**Problem statement:** Your answer should be the full data, transcribed exactly, with no pictures in it.

╭─ Data excerpts

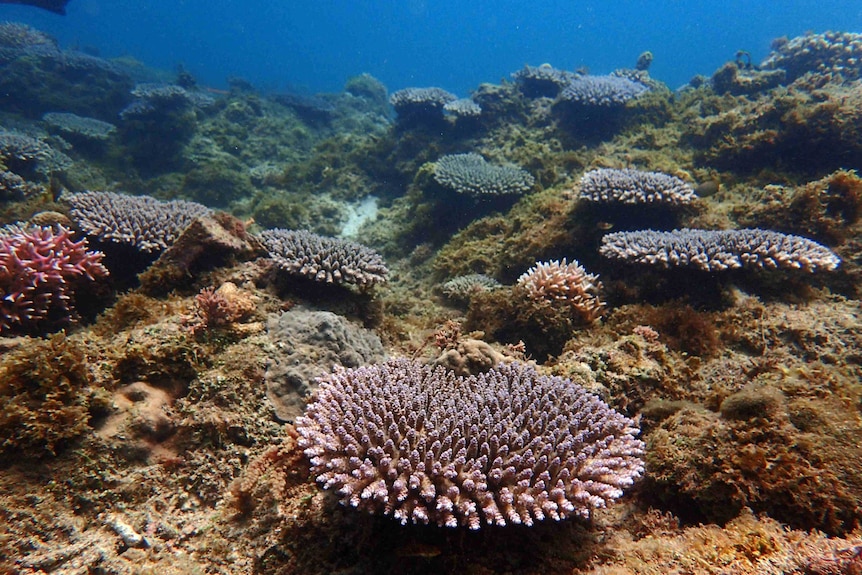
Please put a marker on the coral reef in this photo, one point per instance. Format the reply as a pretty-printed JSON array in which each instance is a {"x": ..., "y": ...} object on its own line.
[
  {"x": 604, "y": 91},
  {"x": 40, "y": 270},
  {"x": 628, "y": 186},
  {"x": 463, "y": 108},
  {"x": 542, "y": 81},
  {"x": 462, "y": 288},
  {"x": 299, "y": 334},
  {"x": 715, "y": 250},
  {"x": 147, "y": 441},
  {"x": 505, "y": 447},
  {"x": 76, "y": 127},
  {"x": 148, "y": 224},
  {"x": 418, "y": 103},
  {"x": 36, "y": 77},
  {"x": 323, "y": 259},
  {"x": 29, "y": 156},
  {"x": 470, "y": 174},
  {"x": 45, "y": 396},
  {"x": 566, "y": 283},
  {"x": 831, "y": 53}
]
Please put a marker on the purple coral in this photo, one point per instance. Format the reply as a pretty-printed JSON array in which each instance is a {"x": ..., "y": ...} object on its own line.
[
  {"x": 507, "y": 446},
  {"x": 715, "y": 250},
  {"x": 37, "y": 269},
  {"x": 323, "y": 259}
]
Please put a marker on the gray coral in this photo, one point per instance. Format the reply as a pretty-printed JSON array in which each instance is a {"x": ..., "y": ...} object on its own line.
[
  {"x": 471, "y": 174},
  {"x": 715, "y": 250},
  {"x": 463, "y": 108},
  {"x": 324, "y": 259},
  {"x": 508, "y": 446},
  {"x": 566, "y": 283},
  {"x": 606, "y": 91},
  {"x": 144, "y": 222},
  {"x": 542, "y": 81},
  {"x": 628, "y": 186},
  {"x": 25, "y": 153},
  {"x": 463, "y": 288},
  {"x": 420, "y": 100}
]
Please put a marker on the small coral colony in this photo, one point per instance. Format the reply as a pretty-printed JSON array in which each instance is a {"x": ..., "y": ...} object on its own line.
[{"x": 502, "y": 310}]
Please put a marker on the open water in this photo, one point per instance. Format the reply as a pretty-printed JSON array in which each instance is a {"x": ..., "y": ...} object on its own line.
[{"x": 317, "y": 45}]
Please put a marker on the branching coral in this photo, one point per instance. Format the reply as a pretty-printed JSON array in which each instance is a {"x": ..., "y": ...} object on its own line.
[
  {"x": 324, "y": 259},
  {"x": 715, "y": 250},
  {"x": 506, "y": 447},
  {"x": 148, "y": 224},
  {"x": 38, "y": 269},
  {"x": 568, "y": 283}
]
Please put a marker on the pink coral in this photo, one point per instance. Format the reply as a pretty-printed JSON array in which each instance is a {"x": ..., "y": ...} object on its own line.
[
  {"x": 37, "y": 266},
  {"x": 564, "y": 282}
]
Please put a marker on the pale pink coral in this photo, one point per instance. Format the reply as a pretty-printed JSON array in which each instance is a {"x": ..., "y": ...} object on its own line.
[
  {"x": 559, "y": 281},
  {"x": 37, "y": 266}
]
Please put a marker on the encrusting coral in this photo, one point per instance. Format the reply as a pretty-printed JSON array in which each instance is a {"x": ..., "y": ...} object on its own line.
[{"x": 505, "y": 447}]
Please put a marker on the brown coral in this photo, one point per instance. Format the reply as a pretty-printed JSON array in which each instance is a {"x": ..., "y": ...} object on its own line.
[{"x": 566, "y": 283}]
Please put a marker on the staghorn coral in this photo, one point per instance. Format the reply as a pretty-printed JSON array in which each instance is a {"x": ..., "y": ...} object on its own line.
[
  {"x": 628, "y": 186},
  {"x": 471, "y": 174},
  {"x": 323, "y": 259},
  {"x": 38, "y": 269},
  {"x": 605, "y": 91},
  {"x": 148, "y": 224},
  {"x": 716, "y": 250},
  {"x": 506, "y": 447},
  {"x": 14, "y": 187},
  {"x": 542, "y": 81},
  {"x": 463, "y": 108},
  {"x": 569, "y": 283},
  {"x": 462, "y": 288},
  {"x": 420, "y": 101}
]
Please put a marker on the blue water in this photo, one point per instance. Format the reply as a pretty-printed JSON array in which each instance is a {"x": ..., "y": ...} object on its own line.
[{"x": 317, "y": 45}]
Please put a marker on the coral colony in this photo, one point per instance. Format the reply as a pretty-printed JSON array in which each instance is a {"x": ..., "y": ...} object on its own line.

╰─

**Exercise result:**
Please put a marker on the coral reef in this photo, one point per instance. Format the reply as a pretty-printed JSON array in which each instance is a {"x": ..., "y": ...} object on its own line.
[
  {"x": 604, "y": 91},
  {"x": 40, "y": 270},
  {"x": 628, "y": 186},
  {"x": 463, "y": 108},
  {"x": 542, "y": 81},
  {"x": 462, "y": 288},
  {"x": 299, "y": 334},
  {"x": 715, "y": 250},
  {"x": 147, "y": 441},
  {"x": 505, "y": 447},
  {"x": 76, "y": 127},
  {"x": 148, "y": 224},
  {"x": 418, "y": 103},
  {"x": 36, "y": 77},
  {"x": 323, "y": 259},
  {"x": 29, "y": 156},
  {"x": 470, "y": 174},
  {"x": 45, "y": 396},
  {"x": 566, "y": 283},
  {"x": 831, "y": 53}
]
Please put a marker on the purple coral in this photo, one point per instance. Format the reply as a pretty-printed JSON array in which each instance is a {"x": ..., "y": ...} object on its own line.
[
  {"x": 507, "y": 446},
  {"x": 715, "y": 250},
  {"x": 37, "y": 269},
  {"x": 323, "y": 259}
]
Please put a marker on the gray coral in this photo, one point per instance. Format the reply as a pretty-printed JSON array in which each instance is a {"x": ..., "y": ...} object on its own line.
[
  {"x": 471, "y": 174},
  {"x": 715, "y": 250},
  {"x": 463, "y": 108},
  {"x": 324, "y": 259},
  {"x": 508, "y": 446},
  {"x": 566, "y": 283},
  {"x": 606, "y": 91},
  {"x": 144, "y": 222},
  {"x": 542, "y": 81},
  {"x": 628, "y": 186},
  {"x": 25, "y": 153},
  {"x": 463, "y": 288},
  {"x": 420, "y": 100}
]
Please put a marker on the small coral colony in this photo, one point per instance. Format the reply as a pretty-printed JSON array in which each instance is a {"x": ..., "y": ...} object on its own line.
[{"x": 502, "y": 310}]
Please put a marker on the open water in this photo, one point per instance. Format the reply as a pretty-printed JSON array in which each instance is a {"x": ..., "y": ...} object on its own line.
[{"x": 317, "y": 45}]
Please put a marker on the branching coral in this photo, one point per instance. Format the reply as a pretty-printed JSON array in which each instance is a {"x": ..., "y": ...} object on its own line.
[
  {"x": 324, "y": 259},
  {"x": 715, "y": 250},
  {"x": 506, "y": 447},
  {"x": 148, "y": 224},
  {"x": 38, "y": 269},
  {"x": 568, "y": 283}
]
Please put a marker on the pink coral in this photo, one point per instance. Format the reply as a pretty-printed JSON array in which each instance is a {"x": ..., "y": ...} object on its own line.
[
  {"x": 37, "y": 266},
  {"x": 564, "y": 282}
]
Please put a marker on the pale pink coral in this photo, one point per instance. Format the reply as a pretty-printed JSON array in which each instance is a {"x": ..., "y": ...} object on its own line.
[
  {"x": 559, "y": 281},
  {"x": 37, "y": 266}
]
Please put a marker on the encrusting coral in this photo, one point per instance. Format the reply as a pretty-printed JSON array in which each instance is a {"x": ..., "y": ...} object on its own line.
[{"x": 505, "y": 447}]
Please put a marker on the brown coral in this photo, one point per instance. Format the reply as a pretty-printed JSON array in which each instance is a {"x": ..., "y": ...} object on its own line.
[{"x": 566, "y": 283}]
Please put a marker on the staghorn coral in this photo, one point per instance. Format the reply as a pretty-printed JSON array in which each instance is a {"x": ..., "y": ...} object on its own line.
[
  {"x": 628, "y": 186},
  {"x": 471, "y": 174},
  {"x": 323, "y": 259},
  {"x": 38, "y": 269},
  {"x": 605, "y": 91},
  {"x": 148, "y": 224},
  {"x": 716, "y": 250},
  {"x": 506, "y": 447},
  {"x": 14, "y": 187},
  {"x": 542, "y": 81},
  {"x": 463, "y": 108},
  {"x": 569, "y": 283},
  {"x": 462, "y": 288},
  {"x": 420, "y": 101}
]
Please put a marker on the blue water in this photo, one point per instance. Format the reply as a pretty-printed JSON array in which each instance is a {"x": ..., "y": ...} object on its own line.
[{"x": 317, "y": 45}]
Please put a marker on the coral colony in this photo, one point per instance. Format the reply as a pretty-printed JSON array in which each instance is a {"x": ..., "y": ...} object on its own line.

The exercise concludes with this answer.